● PASSAGE:
--- START ---

These findings of fact are based on the uncontroverted allegations in the Motion and on the Court's own review of its docket.2 Nancy C. Stevenin ("Ms. Stevenin") owns real estate located at 84 Crest Road, North Smithfield, Rhode Island (the "Property"). On March 10, 2003, Ms. Stevenin executed a promissory note in favor of the Lender's predecessor in interest in the principal amount of $58,000. To secure the note, Ms. Stevenin granted a mortgage (together with the note, the "Mortgage Obligation") against the Property, which was later assigned to the Lender. Ms. Stevenin stopped making payments under the Mortgage Obligation after April 30, 2012.

Due to Ms. Stevenin's default, the Lender initiated foreclosure proceedings. Ms. Stevenin prevented the Lender from exercising its rights and foreclosing on the Property by filing four separate bankruptcy cases under Chapter 13 of the Bankruptcy Code, all of which were dismissed. Each of these prior petitions had been filed within a year of the immediately preceding petition.3 The Court dismissed the first two cases when Ms. Stevenin failed to file schedules and other documents as required under § 521(a). The second case is also notable because Ms. Stevenin filed it only 14 days before the Lender's scheduled foreclosure sale of the Property. In her third case, Ms. Stevenin proposed two unconfirmable plans, and this case was dismissed on motion by the Chapter 13 Trustee when Ms. Stevenin failed to make preconfirmation payments mandated under § 1326(a)(1). Her fourth petition, filed on January 5, 2015, initiated the present case (the "Present Case").

--- END ---

● INSTRUCTION:
Please list every short name that the court findings define inside parentheses and quotation marks.

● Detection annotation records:
--- START ---

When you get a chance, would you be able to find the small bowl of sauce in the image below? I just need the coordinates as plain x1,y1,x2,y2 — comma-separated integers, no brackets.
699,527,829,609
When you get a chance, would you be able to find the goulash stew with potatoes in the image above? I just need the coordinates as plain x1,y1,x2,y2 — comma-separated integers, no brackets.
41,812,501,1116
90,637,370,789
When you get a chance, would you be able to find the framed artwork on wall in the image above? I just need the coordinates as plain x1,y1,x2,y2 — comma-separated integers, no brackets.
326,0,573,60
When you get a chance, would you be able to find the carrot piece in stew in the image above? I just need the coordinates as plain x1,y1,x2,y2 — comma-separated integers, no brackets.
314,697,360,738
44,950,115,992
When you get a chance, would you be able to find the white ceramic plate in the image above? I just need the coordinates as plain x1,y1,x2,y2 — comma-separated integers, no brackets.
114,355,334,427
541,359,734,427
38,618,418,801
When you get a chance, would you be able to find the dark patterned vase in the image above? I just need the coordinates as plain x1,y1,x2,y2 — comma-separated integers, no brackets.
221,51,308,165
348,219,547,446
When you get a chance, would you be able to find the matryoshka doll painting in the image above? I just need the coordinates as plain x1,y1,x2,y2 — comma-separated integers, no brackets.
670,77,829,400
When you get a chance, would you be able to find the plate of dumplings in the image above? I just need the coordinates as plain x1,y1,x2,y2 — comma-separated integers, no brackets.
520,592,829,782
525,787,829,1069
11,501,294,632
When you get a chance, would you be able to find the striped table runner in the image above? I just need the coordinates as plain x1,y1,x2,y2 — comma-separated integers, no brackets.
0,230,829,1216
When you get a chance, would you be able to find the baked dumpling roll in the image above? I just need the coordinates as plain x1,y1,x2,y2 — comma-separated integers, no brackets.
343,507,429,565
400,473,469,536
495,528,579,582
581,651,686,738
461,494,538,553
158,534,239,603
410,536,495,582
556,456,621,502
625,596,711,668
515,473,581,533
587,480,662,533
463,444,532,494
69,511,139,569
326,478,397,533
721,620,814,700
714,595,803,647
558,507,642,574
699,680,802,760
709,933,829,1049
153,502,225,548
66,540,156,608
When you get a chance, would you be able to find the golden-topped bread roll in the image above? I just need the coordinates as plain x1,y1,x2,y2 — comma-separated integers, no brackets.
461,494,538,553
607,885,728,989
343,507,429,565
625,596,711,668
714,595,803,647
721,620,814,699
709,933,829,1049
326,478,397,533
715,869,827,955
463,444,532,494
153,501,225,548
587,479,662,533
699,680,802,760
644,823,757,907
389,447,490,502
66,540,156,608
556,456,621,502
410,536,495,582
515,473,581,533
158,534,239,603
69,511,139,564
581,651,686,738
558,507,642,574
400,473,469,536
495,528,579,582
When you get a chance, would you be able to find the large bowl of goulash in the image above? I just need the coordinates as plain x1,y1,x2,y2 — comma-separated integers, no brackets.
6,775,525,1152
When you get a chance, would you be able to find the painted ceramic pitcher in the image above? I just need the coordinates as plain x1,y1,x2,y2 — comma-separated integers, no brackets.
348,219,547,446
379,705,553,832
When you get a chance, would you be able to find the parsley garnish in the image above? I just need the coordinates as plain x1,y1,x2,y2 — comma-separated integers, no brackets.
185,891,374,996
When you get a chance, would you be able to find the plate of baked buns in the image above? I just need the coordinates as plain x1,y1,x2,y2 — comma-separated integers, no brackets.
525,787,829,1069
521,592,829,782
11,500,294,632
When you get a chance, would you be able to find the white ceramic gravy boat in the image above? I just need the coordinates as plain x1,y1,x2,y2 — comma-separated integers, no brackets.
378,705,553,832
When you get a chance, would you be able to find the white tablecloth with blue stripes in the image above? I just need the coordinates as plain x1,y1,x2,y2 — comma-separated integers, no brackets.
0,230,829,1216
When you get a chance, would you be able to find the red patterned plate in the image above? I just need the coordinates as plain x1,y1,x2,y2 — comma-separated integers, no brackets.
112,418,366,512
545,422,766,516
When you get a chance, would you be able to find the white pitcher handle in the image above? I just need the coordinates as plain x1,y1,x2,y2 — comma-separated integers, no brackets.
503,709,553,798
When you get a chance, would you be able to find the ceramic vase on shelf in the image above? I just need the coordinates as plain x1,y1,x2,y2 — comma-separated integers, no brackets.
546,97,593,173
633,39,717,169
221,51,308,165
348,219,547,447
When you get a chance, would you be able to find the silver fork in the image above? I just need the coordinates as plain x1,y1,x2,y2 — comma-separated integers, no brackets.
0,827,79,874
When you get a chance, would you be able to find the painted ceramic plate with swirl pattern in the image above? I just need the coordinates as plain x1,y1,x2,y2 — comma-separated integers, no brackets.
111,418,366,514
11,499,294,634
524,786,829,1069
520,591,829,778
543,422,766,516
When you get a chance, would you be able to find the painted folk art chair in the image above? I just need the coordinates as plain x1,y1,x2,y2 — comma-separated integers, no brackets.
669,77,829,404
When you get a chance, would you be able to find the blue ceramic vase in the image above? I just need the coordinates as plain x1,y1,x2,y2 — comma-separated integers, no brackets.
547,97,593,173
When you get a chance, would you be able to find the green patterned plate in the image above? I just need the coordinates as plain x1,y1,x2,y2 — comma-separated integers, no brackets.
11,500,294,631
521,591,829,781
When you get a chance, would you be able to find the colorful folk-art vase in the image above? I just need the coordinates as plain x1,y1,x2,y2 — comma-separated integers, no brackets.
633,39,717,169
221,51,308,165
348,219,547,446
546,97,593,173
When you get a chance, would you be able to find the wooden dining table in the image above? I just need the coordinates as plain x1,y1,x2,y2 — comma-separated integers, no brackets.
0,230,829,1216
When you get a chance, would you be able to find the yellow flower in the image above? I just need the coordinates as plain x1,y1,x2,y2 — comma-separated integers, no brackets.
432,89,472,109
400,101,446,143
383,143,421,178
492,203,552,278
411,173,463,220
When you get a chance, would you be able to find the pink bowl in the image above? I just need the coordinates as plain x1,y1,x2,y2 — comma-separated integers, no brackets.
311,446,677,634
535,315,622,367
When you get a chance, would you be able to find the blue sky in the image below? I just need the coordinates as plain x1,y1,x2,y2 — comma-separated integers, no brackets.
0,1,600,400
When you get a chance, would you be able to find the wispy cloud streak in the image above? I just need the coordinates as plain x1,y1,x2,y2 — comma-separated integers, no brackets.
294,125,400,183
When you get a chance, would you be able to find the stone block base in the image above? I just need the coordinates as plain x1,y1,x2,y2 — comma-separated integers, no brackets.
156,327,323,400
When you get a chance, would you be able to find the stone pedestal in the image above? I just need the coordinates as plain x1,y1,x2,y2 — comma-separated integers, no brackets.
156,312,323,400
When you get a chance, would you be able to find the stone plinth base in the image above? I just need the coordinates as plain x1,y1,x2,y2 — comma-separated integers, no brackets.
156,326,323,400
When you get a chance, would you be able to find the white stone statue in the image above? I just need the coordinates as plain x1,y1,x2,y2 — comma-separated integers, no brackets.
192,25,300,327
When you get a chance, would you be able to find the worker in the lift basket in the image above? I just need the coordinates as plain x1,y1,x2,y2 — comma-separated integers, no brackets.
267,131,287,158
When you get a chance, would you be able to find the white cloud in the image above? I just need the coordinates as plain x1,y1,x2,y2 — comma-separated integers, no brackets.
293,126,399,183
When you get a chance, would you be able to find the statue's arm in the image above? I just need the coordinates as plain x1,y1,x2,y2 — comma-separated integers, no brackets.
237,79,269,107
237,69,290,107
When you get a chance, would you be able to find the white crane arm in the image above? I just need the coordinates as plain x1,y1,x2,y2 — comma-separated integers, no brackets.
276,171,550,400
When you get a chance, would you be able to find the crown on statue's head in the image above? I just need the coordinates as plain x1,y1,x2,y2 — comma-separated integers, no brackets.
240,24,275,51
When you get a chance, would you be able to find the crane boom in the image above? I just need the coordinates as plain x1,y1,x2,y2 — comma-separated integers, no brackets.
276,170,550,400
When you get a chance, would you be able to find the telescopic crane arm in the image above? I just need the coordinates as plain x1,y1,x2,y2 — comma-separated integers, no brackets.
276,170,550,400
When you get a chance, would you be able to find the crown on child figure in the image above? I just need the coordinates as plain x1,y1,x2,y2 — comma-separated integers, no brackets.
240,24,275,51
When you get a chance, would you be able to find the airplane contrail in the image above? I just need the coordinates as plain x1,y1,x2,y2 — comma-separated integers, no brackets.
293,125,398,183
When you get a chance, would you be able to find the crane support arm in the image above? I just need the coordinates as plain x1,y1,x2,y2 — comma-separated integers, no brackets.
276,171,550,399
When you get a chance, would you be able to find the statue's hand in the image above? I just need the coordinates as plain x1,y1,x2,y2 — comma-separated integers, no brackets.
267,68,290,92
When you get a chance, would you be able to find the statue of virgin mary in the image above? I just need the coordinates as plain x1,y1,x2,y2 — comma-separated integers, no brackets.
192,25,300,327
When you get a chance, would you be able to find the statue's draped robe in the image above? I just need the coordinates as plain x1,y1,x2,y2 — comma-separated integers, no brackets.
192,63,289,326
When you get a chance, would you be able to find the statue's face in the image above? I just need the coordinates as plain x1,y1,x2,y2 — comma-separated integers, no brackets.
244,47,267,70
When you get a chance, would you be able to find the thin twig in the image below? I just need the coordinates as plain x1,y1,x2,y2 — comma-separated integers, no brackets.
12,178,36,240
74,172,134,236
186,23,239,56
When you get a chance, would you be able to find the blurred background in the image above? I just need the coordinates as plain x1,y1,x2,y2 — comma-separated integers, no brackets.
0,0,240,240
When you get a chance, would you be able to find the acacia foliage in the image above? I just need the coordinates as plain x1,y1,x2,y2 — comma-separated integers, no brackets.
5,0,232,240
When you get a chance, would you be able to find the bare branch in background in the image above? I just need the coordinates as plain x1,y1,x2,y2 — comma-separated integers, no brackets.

--- END ---

● ANSWER TO THIS EXERCISE:
"Ms. Stevenin", "Property", "Mortgage Obligation", "Present Case"